## REQUEST
Reproduce every one of the records below verbatim, line for line, without altering, reordering, or omitting anything.

[START]

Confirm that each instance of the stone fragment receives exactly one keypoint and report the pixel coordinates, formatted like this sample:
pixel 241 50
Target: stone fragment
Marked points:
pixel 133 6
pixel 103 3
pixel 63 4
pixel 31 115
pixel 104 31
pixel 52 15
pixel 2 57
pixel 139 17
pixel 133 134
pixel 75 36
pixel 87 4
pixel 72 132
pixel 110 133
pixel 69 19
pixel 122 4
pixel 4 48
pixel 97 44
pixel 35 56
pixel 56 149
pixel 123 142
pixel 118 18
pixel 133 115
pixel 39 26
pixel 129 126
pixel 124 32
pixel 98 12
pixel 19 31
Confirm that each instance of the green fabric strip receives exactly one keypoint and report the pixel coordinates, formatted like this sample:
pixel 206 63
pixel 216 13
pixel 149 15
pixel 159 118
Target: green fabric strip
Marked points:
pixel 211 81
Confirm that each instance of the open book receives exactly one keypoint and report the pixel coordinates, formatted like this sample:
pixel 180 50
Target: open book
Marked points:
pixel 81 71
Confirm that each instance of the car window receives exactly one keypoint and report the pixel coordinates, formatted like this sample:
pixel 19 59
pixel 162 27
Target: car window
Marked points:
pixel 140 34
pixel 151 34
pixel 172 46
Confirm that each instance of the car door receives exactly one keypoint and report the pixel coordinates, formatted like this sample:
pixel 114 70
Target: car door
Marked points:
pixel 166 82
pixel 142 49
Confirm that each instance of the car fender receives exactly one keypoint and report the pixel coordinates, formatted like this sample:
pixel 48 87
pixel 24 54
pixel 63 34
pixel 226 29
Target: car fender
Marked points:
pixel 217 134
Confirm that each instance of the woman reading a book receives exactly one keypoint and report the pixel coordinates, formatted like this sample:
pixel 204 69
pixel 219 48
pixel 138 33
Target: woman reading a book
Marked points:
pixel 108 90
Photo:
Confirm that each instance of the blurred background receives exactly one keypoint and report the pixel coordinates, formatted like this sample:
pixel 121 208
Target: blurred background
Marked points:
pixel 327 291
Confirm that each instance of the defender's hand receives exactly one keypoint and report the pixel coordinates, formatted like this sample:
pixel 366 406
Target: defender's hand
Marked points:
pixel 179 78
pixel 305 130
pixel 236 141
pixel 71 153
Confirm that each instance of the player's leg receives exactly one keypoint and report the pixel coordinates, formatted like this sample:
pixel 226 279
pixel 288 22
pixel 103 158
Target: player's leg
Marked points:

[END]

## WRITTEN ANSWER
Confirm that each instance of the stone fragment receives exactly one keypoint and report the pixel coordinates, formatted like this sample:
pixel 241 50
Target: stone fragment
Marked points:
pixel 133 6
pixel 103 3
pixel 63 4
pixel 31 115
pixel 104 31
pixel 52 15
pixel 2 57
pixel 139 17
pixel 133 134
pixel 75 36
pixel 87 4
pixel 72 132
pixel 110 133
pixel 69 19
pixel 122 4
pixel 4 48
pixel 97 44
pixel 35 56
pixel 56 149
pixel 123 142
pixel 118 18
pixel 133 115
pixel 39 26
pixel 129 126
pixel 124 32
pixel 98 12
pixel 19 31
Confirm that each instance of the green fabric strip receives exactly one keypoint and report the pixel coordinates, formatted like this sample:
pixel 206 63
pixel 216 13
pixel 149 15
pixel 159 118
Target: green fabric strip
Marked points:
pixel 211 81
Confirm that each instance of the open book receives exactly one keypoint and report the pixel coordinates, formatted like this sample:
pixel 180 50
Target: open book
Marked points:
pixel 81 71
Confirm that each instance of the car window receives exactly one keypoint and report the pixel coordinates, formatted like this sample:
pixel 19 59
pixel 162 27
Target: car window
Marked points:
pixel 140 34
pixel 151 34
pixel 172 46
Confirm that each instance of the car door receives exactly one keypoint and report the pixel coordinates, formatted like this sample:
pixel 114 70
Target: car door
Marked points:
pixel 166 82
pixel 142 49
Confirm that each instance of the car fender receives exactly one keypoint and report the pixel coordinates, formatted like this sample:
pixel 48 87
pixel 24 54
pixel 63 34
pixel 226 29
Target: car fender
Marked points:
pixel 217 134
Confirm that each instance of the woman reading a book receives exactly one keypoint and report the pixel coordinates, formatted like this sample:
pixel 204 69
pixel 219 48
pixel 138 33
Target: woman reading a book
Marked points:
pixel 108 90
Photo:
Confirm that each instance of the blurred background receives exactly one keypoint and report the pixel coordinates, formatted like this sample:
pixel 121 208
Target: blurred background
Marked points:
pixel 327 291
Confirm that each instance of the defender's hand receives exactly one keypoint and report the pixel coordinates, formatted like this sample:
pixel 366 406
Target: defender's hand
Marked points:
pixel 179 78
pixel 305 130
pixel 236 141
pixel 71 153
Confirm that each instance of the player's leg receives exactly one keypoint and report the pixel coordinates, formatted like this sample:
pixel 226 279
pixel 288 22
pixel 103 158
Target: player's leg
Marked points:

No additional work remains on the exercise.